• _Passage_
From: Mingzhe Zou <mingzhe.zou@easystack.cn>
To: colyli@suse.de, linux-bcache@vger.kernel.org
Cc: bcache@lists.ewheeler.net, zoumingzhe@qq.com
Subject: [PATCH v3 1/3] bcache: the gc_sectors_used size matches the bucket size
Date: Wed, 19 Jul 2023 15:27:51 +0800 [thread overview]
Message-ID: <20230719072753.366-1-mingzhe.zou@easystack.cn> (raw)
From: Mingzhe Zou <zoumingzhe@qq.com>
The bucket size in the superblock is defined as uint16_t.
But, GC_SECTORS_USED is only 13 bits. If the bucket size
is 4M (8192 sectors), GC_SECTORS_USED will be truncated
to MAX_GC_SECTORS_USED.

• _Dataset excerpts_
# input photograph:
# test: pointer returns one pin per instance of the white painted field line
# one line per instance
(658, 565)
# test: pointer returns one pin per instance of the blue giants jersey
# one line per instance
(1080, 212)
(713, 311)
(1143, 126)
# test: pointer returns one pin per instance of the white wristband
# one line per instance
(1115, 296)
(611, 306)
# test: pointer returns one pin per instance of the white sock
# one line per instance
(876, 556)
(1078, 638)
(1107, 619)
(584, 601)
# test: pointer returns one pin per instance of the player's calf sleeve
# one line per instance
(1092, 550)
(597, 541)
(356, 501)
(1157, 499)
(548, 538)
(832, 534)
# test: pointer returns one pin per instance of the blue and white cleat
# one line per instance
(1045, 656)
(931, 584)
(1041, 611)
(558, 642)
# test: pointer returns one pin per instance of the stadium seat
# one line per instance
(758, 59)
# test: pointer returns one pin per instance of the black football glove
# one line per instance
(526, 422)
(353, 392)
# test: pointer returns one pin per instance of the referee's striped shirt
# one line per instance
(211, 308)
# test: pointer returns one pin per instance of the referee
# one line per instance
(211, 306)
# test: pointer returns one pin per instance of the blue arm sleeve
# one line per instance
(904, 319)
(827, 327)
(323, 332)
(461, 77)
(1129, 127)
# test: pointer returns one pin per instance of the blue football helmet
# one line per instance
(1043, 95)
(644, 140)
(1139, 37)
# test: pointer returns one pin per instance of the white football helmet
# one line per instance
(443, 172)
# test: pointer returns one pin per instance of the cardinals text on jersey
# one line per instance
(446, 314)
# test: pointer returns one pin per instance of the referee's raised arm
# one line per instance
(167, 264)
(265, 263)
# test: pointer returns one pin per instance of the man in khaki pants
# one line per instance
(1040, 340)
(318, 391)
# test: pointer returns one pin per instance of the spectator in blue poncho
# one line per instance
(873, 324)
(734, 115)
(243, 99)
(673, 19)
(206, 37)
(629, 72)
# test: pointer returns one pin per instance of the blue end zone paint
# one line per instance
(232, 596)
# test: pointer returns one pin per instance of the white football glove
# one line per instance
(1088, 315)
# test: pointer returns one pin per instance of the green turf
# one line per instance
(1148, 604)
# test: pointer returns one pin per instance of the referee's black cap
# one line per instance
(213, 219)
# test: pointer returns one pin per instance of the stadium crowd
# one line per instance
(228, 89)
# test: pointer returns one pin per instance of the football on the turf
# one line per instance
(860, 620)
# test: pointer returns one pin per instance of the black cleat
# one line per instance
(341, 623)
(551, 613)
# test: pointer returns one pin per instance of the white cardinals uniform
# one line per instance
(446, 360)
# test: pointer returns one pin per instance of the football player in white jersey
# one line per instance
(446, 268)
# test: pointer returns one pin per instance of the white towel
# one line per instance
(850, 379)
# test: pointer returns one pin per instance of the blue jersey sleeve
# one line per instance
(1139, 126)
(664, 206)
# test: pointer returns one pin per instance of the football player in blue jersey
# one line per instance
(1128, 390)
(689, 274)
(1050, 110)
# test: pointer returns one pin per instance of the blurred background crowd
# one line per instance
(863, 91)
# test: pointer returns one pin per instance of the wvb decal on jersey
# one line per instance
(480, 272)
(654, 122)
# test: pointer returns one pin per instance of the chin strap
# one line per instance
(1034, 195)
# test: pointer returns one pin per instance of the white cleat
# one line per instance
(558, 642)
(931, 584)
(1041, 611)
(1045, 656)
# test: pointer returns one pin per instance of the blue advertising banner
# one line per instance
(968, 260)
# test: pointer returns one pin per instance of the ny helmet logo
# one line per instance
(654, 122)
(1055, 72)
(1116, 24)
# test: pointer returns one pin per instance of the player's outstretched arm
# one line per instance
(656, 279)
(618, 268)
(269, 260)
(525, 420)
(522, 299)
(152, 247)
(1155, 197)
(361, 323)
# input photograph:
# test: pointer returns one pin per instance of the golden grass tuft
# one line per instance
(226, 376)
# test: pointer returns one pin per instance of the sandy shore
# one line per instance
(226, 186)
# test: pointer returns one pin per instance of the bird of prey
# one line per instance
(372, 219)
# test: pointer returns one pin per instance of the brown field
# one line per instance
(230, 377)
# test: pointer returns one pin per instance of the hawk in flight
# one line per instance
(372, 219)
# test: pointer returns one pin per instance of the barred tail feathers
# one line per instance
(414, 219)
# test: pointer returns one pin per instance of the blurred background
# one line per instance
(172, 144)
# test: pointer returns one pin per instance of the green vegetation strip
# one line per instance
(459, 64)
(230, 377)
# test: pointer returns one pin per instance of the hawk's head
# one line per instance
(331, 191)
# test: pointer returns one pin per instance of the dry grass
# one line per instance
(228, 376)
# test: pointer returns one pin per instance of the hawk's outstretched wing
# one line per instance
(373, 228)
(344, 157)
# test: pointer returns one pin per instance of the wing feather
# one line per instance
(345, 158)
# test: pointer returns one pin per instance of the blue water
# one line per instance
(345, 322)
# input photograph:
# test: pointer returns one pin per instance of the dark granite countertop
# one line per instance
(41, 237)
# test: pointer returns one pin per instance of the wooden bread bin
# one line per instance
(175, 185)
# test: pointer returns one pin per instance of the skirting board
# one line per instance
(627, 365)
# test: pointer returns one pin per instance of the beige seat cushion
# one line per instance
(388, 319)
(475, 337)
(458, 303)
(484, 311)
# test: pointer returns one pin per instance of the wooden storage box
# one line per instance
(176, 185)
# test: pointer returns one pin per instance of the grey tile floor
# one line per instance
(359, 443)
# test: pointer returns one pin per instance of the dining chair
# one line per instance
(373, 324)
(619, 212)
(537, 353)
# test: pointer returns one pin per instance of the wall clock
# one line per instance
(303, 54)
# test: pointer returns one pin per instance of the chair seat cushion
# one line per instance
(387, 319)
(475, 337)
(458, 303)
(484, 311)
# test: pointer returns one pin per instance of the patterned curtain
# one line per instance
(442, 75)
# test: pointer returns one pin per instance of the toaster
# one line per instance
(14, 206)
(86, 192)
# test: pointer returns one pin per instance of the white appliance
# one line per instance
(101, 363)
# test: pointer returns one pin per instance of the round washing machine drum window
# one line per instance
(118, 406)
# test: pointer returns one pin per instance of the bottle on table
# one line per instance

• _To-do list_
1. In the bcache patch, how many bits does GC_SECTORS_USED have?
2. Set down, word for word, the part of the bcache patch that opens with the words containing "From: Mingzhe Zou <zoumingzhe@qq.com>" and closes with "to MAX_GC_SECTORS_USED.".
The material comes from a different source than the bcache patch.

• _Task-by-task solutions_
1. 13 bits.

2.
From: Mingzhe Zou <zoumingzhe@qq.com>
The bucket size in the superblock is defined as uint16_t.
But, GC_SECTORS_USED is only 13 bits. If the bucket size
is 4M (8192 sectors), GC_SECTORS_USED will be truncated
to MAX_GC_SECTORS_USED.